図2】第1実施形態の摩擦体止め具の斜視図である。
図3図1の摩擦体を摩擦体止め具に装着する前の状態及び摩擦体を摩擦体止め具から取外した後の状態を示す要部拡大縦断面図である。
図4図3の状態から摩擦体を摩擦体止め具へ仮差しした後の状態を示す要部拡大縦断面図である。
図5図4の状態から摩擦体を前方に移動させ、摩擦体を軸筒の後端に装着した後の状態を示す要部拡大縦断面図である。
【発明を実施するための形態】
【0015】
以下、図面を参照して本発明の実施形態について説明する。
【0016】
<第1実施形態>
図1乃至図5に、本発明の第1実施形態を示す。図1は、本発明の第1実施形態を示す正面図であって、ペン先(筆記体)が突出していない状態を示す図である。図2は、第1実施形態の摩擦体止め具5単体の斜視図である。図3は、図1の摩擦体4を摩擦体止め具5に装着する前の状態及び摩擦体を摩擦体止め具から取外した後の状態を示す要部拡大縦断面図である。図4は、図3の状態から摩擦体4を摩擦体止め具5へ仮差しした後の状態を示す要部拡大縦断面図である。図5は、図4の状態から摩擦体4を前方に移動させ、摩擦体4を軸筒3の後端に装着した後の状態を示す要部拡大縦断面図である。
【0017】
本実施形態の熱変色性筆記具1は、軸筒3の内部に熱変色性インキを収容し、軸筒3の前端のペン先より熱変色性インキが吐出可能に構成し、軸筒3の後端に、熱変色性インキの筆跡を摩擦し、その際に生じる摩擦熱で熱変色性インキの筆跡を熱変色可能な摩擦体4を着脱自在に具備している。

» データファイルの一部
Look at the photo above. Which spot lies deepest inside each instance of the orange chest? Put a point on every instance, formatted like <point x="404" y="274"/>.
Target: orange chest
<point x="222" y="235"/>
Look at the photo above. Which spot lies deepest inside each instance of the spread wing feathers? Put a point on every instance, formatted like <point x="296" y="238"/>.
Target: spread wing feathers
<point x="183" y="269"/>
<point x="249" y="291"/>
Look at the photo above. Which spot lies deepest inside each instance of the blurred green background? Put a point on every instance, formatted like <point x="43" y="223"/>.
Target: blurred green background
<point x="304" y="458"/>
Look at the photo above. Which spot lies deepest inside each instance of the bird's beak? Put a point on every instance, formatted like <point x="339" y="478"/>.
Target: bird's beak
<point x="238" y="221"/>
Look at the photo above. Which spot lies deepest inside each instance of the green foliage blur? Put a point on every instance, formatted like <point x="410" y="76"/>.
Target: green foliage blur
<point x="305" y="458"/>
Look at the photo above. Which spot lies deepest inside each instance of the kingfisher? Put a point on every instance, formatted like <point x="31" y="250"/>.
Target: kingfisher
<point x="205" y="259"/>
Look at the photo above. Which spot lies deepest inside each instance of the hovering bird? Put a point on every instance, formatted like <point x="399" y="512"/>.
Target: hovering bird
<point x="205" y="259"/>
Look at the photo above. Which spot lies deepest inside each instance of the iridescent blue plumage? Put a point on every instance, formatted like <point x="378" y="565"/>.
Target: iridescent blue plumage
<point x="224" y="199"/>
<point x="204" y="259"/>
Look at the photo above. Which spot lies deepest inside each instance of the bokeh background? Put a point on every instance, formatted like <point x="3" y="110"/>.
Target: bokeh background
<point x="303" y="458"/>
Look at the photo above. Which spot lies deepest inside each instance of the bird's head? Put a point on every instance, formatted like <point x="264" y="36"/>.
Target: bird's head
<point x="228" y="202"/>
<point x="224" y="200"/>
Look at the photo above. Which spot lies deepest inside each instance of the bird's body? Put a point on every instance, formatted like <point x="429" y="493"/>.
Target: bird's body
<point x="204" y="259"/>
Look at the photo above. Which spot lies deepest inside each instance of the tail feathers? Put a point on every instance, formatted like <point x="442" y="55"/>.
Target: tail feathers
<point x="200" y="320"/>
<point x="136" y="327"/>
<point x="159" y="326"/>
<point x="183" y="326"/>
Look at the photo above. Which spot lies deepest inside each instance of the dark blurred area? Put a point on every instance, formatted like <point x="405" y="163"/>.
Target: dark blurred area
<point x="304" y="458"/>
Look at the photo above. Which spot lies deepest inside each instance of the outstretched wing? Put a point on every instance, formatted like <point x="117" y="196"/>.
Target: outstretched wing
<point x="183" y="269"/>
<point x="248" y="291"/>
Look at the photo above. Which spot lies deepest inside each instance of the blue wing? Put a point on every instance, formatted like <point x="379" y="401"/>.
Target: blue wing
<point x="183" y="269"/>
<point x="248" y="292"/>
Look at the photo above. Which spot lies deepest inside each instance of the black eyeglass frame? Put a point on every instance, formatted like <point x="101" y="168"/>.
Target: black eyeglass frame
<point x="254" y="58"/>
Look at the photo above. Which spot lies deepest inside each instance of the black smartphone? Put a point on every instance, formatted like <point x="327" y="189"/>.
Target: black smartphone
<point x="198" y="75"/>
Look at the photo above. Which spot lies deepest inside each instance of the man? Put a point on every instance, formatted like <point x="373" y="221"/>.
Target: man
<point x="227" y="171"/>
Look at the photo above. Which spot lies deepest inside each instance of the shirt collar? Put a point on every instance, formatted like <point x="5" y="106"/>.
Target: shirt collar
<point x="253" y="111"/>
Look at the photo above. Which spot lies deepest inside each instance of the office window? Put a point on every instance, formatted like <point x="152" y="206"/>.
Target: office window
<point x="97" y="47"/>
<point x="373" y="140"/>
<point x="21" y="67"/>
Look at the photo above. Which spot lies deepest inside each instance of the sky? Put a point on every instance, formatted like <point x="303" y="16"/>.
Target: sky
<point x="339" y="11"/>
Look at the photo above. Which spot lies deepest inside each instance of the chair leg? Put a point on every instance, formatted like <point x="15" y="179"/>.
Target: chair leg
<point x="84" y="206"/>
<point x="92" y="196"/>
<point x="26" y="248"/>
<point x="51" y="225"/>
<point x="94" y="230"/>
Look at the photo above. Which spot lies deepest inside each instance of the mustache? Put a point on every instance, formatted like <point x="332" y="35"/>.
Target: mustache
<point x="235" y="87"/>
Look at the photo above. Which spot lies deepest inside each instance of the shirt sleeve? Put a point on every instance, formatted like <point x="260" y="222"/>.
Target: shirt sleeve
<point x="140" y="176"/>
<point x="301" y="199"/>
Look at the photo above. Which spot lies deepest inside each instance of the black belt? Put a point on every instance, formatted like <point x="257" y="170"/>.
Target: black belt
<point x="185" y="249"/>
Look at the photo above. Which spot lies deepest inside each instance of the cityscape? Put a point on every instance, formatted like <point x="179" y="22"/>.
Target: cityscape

» 課題の内容
上の熱変色性筆記具の文章から、「図3図1の摩擦体を摩擦体止め」で始まり「4を着脱自在に具備している。」で終わる部分を一字一句変えずに抜き出せ。

» 課題への回答
図3図1の摩擦体を摩擦体止め具に装着する前の状態及び摩擦体を摩擦体止め具から取外した後の状態を示す要部拡大縦断面図である。
図4図3の状態から摩擦体を摩擦体止め具へ仮差しした後の状態を示す要部拡大縦断面図である。
図5図4の状態から摩擦体を前方に移動させ、摩擦体を軸筒の後端に装着した後の状態を示す要部拡大縦断面図である。
【発明を実施するための形態】
【0015】
以下、図面を参照して本発明の実施形態について説明する。
【0016】
<第1実施形態>
図1乃至図5に、本発明の第1実施形態を示す。図1は、本発明の第1実施形態を示す正面図であって、ペン先(筆記体)が突出していない状態を示す図である。図2は、第1実施形態の摩擦体止め具5単体の斜視図である。図3は、図1の摩擦体4を摩擦体止め具5に装着する前の状態及び摩擦体を摩擦体止め具から取外した後の状態を示す要部拡大縦断面図である。図4は、図3の状態から摩擦体4を摩擦体止め具5へ仮差しした後の状態を示す要部拡大縦断面図である。図5は、図4の状態から摩擦体4を前方に移動させ、摩擦体4を軸筒3の後端に装着した後の状態を示す要部拡大縦断面図である。
【0017】
本実施形態の熱変色性筆記具1は、軸筒3の内部に熱変色性インキを収容し、軸筒3の前端のペン先より熱変色性インキが吐出可能に構成し、軸筒3の後端に、熱変色性インキの筆跡を摩擦し、その際に生じる摩擦熱で熱変色性インキの筆跡を熱変色可能な摩擦体4を着脱自在に具備している。